**STATED EXERCISE 1**
Rewrite the passage about shop electrical service from "The last option" to "your electric meter.", replacing "welder" with "welding machine".

**PASSAGE**
□ □ □ □

My shop has 100 amp service. I've discussed getting 200 amp service at length with the power company and it is looking like it will be either very expensive or flat out impossible to accomplish. They say the lines going to my meter are capable of 200+ amps but the transformer that feeds my pole would need to be upgraded. The problem with that is that the current transformer is already encroaching on a Mediacom line that is mounted on the same pole and they may not be able to install a physically larger one. So now I am looking for backup plans.

I have access to another meter on my building, also 100amps, that is currently not being used, probably will never be. I am contemplating the possibility of activating that meter and tying its two 100-amp lines into mine to get a 200-amp box capable of feeding my welder. To my lame mind it seems like this would work. I would go straight from both 100-amp fuse panels into my own 200-amp box and feed the welder with either a 125 or 150 amp breaker. Does anyone see any issues with this? I know its kind of ghetto and redneck but it may end up being my only option unless someone else can think of something else?

The last option is to just run the welder on a less-than-100 amp breaker coming from my current panel and never be able to use it to max capacity. Yes, I know it will be rare that I am welding anywhere near max capacity, but its always nice to know I can if I want to.
 
I know it will eventually trip a breaker welding 1/4" aluminum because my buddy has the same welder and his does. I feel like I will be messing with 1/4" enough to justify the trouble right now. Plus, it is currently wired with a really nice massive cord designed for high amperage. To wire it up to the 100-amp panel I would have to first un-wire the current cord, buy a long piece of smaller cord, and re-wire it all in the name of testing something that I am fairly certain I already know the results of.
 
If it were me I would do this:
Check the incoming wire size to your electric meter.
Is it #2 Aluminum? If yes skip to answer 2. If it's any size larger go to answer 1.
1. Whatever the incoming wire size is rated for, I would install a new main breaker panel sized to match your incoming wire size ( 1/0 AL - 125 amp, 2/0 AL - 150 amp and so on). Then install a 125 amp breaker to feed the welder. Also keep in mind that the shorter run for power will keep voltage drop to a minimum thus keeping amperage draw lower. Using copper conductors will also be to your benefit. Lastly, use good stuff Square D QO (not Home line), or Cutler Hammer CH (not BR). It doesn't cost much more and it will be better for running loads at or near the capacity of the equipment.

□ □ □ □

**WORKING DATA**

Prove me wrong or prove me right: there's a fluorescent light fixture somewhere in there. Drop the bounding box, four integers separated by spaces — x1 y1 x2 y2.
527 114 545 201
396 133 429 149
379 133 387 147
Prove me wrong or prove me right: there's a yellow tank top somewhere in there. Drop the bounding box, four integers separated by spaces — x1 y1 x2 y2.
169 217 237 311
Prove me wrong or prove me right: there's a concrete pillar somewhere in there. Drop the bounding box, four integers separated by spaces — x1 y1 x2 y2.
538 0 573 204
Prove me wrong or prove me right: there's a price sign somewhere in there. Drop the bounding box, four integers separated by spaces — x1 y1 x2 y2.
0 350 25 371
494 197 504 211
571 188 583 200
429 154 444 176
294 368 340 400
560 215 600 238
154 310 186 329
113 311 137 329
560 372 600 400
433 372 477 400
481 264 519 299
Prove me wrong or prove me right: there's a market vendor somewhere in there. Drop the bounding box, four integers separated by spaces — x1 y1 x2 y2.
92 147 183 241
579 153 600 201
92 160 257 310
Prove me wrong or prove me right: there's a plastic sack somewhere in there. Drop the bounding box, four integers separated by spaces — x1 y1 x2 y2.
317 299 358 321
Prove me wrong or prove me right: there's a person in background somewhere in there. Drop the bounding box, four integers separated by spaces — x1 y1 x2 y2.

□ □ □ □

**STATED EXERCISE 2**
Put the entries from the line with "Prove me wrong or prove me right: there's a price" to the line with "92 160 257 310" into a Markdown table with the columns n and Line, where n is the row number. Leave out any blank lines.

**CORRECT OUTPUT 1**
The last option is to just run the welding machine on a less-than-100 amp breaker coming from my current panel and never be able to use it to max capacity. Yes, I know it will be rare that I am welding anywhere near max capacity, but its always nice to know I can if I want to.
 
I know it will eventually trip a breaker welding 1/4" aluminum because my buddy has the same welding machine and his does. I feel like I will be messing with 1/4" enough to justify the trouble right now. Plus, it is currently wired with a really nice massive cord designed for high amperage. To wire it up to the 100-amp panel I would have to first un-wire the current cord, buy a long piece of smaller cord, and re-wire it all in the name of testing something that I am fairly certain I already know the results of.
 
If it were me I would do this:
Check the incoming wire size to your electric meter.

**CORRECT OUTPUT 2**
| n | Line |
|---|---|
| 1 | Prove me wrong or prove me right: there's a price sign somewhere in there. Drop the bounding box, four integers separated by spaces — x1 y1 x2 y2. |
| 2 | 0 350 25 371 |
| 3 | 494 197 504 211 |
| 4 | 571 188 583 200 |
| 5 | 429 154 444 176 |
| 6 | 294 368 340 400 |
| 7 | 560 215 600 238 |
| 8 | 154 310 186 329 |
| 9 | 113 311 137 329 |
| 10 | 560 372 600 400 |
| 11 | 433 372 477 400 |
| 12 | 481 264 519 299 |
| 13 | Prove me wrong or prove me right: there's a market vendor somewhere in there. Drop the bounding box, four integers separated by spaces — x1 y1 x2 y2. |
| 14 | 92 147 183 241 |
| 15 | 579 153 600 201 |
| 16 | 92 160 257 310 |